• YOUR TASKS
1: Quote, word for word, the part of the passage on Carl Linnaeus that opens with the words containing "Psychologists would think" and closes with "accepted classification system.".
2: Extend the passage on Carl Linnaeus and his classification system, starting after its final sentence.

• SELECTED EXTRACT
PHILIPP WEIGELL PHOTO | The Regal Lily in bloom.
PHILIPP WEIGELL PHOTO |
The Regal Lily in bloom.

Carl Linnaeus, often thought of as the father of modern botany, was born in 1707 and grew up in a small Swedish village. He was the son of the local pastor and from the age of eight, he was obsessed with making lists.

Psychologists would think of this behavior as symptomatic but it was precisely these obsessions that made him famous. He organized everything. In his adult years, when different scientists were naming the plants they found according to their own visions, Linnaeus insisted that what was needed was a universally accepted classification system.

The system he devised is still the basis of all scientific classification; every plant description begins with the genus, followed by a species name. Now scientists could talk to one another, no matter where they lived or what language they spoke, without worrying about error. His motto was “God created, Linnaeus organized.”

• RECORD EXTRACTS
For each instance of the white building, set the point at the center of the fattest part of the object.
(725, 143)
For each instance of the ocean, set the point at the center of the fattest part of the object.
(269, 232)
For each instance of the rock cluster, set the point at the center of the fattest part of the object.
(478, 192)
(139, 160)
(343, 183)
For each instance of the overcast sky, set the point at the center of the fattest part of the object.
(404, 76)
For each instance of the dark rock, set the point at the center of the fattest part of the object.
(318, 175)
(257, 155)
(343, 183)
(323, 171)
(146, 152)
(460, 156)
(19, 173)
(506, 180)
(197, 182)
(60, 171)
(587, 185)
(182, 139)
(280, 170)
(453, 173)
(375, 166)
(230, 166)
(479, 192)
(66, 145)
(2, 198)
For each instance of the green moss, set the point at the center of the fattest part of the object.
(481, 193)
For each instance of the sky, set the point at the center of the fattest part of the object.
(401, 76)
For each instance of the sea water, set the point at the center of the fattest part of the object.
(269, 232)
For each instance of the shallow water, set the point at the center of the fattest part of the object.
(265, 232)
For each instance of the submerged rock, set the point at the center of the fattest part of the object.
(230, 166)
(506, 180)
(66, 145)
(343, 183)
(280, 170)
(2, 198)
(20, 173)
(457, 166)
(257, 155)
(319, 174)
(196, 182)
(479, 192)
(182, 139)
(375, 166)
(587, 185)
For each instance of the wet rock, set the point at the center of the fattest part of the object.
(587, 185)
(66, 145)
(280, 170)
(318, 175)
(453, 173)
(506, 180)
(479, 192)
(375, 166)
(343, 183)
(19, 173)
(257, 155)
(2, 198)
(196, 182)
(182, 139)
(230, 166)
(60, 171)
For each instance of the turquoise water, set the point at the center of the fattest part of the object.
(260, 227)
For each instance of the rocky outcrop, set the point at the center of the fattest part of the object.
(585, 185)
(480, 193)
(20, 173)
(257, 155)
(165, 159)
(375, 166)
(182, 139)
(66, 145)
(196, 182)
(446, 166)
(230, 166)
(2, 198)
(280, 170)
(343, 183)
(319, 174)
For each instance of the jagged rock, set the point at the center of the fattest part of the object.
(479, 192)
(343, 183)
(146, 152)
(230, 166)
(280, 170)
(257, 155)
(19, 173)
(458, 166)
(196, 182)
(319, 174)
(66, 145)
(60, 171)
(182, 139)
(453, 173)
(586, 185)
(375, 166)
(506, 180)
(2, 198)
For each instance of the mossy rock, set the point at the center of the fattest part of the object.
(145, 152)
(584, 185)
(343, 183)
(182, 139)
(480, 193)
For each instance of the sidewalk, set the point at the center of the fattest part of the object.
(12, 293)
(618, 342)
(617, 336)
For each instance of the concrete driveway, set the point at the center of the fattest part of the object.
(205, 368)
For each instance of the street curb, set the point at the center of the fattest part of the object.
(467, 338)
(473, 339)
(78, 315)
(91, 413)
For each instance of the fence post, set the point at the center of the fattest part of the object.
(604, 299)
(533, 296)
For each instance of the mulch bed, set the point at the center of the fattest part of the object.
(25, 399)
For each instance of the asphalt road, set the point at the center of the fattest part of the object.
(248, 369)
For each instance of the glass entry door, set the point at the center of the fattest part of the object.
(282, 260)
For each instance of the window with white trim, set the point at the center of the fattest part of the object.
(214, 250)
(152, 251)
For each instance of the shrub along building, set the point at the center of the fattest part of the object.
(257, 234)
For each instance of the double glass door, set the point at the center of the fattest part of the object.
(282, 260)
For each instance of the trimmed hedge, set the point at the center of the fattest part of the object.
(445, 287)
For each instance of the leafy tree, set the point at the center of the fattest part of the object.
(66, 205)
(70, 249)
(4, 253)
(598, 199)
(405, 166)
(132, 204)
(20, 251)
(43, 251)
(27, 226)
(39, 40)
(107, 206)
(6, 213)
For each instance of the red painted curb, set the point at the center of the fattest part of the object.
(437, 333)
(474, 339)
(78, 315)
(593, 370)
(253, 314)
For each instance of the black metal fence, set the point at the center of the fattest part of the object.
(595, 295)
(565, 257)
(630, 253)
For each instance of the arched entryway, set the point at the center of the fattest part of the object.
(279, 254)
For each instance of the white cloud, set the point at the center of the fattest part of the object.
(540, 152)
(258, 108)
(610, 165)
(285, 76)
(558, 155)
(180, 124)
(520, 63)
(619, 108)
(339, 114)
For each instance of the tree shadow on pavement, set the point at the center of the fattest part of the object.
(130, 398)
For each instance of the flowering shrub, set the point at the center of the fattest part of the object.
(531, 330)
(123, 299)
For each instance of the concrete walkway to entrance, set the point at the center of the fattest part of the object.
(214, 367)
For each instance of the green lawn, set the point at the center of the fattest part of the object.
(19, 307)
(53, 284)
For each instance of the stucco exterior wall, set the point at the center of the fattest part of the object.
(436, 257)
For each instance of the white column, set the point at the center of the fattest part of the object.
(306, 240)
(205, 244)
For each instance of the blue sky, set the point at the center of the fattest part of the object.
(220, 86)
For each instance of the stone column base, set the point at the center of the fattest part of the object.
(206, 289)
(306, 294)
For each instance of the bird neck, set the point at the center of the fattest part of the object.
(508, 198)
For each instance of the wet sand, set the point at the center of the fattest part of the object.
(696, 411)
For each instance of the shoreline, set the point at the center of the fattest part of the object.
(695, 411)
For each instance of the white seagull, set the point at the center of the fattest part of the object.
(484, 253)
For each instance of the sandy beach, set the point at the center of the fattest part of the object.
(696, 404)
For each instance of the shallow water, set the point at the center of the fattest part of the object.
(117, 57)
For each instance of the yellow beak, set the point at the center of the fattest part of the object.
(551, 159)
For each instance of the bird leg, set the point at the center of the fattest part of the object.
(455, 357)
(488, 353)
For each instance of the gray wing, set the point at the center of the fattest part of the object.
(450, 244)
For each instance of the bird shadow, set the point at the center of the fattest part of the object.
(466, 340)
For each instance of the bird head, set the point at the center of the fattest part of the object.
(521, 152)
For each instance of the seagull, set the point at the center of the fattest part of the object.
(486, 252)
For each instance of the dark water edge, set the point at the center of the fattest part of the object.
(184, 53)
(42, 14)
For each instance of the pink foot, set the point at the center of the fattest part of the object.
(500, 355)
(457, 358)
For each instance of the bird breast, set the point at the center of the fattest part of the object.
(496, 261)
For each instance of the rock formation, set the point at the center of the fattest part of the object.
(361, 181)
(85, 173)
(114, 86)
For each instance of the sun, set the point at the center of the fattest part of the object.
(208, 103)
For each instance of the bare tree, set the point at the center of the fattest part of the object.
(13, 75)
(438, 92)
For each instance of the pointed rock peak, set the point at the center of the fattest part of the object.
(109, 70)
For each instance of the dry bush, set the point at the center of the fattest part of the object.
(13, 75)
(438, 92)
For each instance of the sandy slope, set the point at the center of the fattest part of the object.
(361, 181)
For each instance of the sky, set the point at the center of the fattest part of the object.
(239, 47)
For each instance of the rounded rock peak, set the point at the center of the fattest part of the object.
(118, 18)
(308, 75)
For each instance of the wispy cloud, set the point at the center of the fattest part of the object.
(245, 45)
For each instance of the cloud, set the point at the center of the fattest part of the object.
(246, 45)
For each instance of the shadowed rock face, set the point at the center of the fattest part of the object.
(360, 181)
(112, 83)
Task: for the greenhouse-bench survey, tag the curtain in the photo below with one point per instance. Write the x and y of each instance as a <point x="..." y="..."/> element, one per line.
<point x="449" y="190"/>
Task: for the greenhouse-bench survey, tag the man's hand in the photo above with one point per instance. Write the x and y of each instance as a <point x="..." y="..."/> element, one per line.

• RESPONSES BY TASK
1:
Psychologists would think of this behavior as symptomatic but it was precisely these obsessions that made him famous. He organized everything. In his adult years, when different scientists were naming the plants they found according to their own visions, Linnaeus insisted that what was needed was a universally accepted classification system.

2:
Many of the plantsmen, setting out on their adventures, were inspired by him; he called them his “apostles.”

One of these was Ernest Henry “Chinese” Wilson, born in 1876 in Gloucestershire, England. By the age of 16, he was already an apprentice at the Birmingham Botanical Gardens, studying in the evenings at the Birmingham Technical School, where he received a prize for botany. By 1897, he was working at the Royal Botanic Gardens in Kew and then went to work for the firm of James Veitch and Sons, a company that already employed a dozen plant hunters.

Although Veitch believed that most of China was known territory, Wilson had his heart set on finding the rare Regal Lily. After landing in America, he traveled across the country by train, sailed from San Francisco and reached Hong Kong in June 1899. For two years, he collected plant material in the Hubei Province, where his zeal made him legendary, always in quest of the lily he knew was there. He already had the seeds of 305 species, but even a glimpse of the lily continued to elude him.

Traveling in the desolate Min Valley, he came across a rock carving of giant Chinese characters. They warned of the danger of landslides, but it was in this area that he believed the lily would be found.

Determined, he crossed a large stream and high up on a mountainside, he found what he had been seeking — a huge field of regal lilies in full bloom. He gathered over 6,000 bulbs.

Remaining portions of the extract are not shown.